==== Task data ====

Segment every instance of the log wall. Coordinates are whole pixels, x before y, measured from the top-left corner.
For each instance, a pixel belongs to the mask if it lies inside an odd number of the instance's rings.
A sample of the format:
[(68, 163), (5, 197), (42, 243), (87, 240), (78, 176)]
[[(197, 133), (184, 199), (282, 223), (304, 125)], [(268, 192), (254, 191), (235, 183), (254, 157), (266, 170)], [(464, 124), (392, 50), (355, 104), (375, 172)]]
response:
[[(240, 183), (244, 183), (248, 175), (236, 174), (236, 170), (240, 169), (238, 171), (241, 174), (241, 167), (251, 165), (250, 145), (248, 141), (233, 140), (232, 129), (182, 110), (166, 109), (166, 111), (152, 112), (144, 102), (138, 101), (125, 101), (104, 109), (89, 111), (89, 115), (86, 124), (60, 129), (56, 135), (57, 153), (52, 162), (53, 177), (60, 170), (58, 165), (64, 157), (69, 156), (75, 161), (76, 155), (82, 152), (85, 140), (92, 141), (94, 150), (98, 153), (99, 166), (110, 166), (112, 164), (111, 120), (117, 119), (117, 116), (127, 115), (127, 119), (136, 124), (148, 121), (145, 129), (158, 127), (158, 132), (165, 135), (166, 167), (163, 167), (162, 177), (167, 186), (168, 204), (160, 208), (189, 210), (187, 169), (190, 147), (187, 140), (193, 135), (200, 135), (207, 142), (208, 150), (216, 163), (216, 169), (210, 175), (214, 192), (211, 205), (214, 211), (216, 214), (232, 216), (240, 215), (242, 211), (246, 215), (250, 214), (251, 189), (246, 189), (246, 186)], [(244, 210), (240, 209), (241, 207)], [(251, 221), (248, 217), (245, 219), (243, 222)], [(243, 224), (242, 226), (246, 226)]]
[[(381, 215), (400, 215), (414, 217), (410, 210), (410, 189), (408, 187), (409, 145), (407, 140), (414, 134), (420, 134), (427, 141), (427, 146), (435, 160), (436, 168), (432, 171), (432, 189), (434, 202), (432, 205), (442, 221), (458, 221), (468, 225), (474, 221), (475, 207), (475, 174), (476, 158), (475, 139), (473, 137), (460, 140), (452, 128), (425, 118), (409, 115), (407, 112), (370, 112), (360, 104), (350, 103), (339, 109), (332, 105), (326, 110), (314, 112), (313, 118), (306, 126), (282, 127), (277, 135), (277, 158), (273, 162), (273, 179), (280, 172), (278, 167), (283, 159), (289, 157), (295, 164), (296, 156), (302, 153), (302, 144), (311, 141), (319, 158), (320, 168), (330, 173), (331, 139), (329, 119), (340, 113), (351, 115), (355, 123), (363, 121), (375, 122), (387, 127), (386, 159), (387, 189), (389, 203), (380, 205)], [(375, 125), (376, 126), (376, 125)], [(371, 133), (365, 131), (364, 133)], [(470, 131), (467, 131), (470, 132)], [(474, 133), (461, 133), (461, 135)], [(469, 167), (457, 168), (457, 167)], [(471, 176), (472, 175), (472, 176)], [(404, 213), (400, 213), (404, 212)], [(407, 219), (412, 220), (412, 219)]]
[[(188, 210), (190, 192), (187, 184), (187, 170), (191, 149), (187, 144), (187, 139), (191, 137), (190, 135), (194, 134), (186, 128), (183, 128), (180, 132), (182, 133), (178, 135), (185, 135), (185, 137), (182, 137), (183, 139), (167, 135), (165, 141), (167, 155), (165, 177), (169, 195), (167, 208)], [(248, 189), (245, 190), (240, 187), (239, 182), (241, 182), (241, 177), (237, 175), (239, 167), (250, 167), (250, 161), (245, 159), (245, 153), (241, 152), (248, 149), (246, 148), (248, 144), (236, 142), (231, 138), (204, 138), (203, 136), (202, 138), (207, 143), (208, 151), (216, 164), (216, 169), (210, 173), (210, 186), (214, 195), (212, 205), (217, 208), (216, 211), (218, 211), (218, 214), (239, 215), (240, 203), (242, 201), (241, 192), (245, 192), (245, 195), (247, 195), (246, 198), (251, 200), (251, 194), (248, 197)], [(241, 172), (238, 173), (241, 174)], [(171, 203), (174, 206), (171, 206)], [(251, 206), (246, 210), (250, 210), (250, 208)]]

====

- _Exercise description_
Indicate how many lines of the material include the word "instance"; the number alone is required.

- _Task answer_
2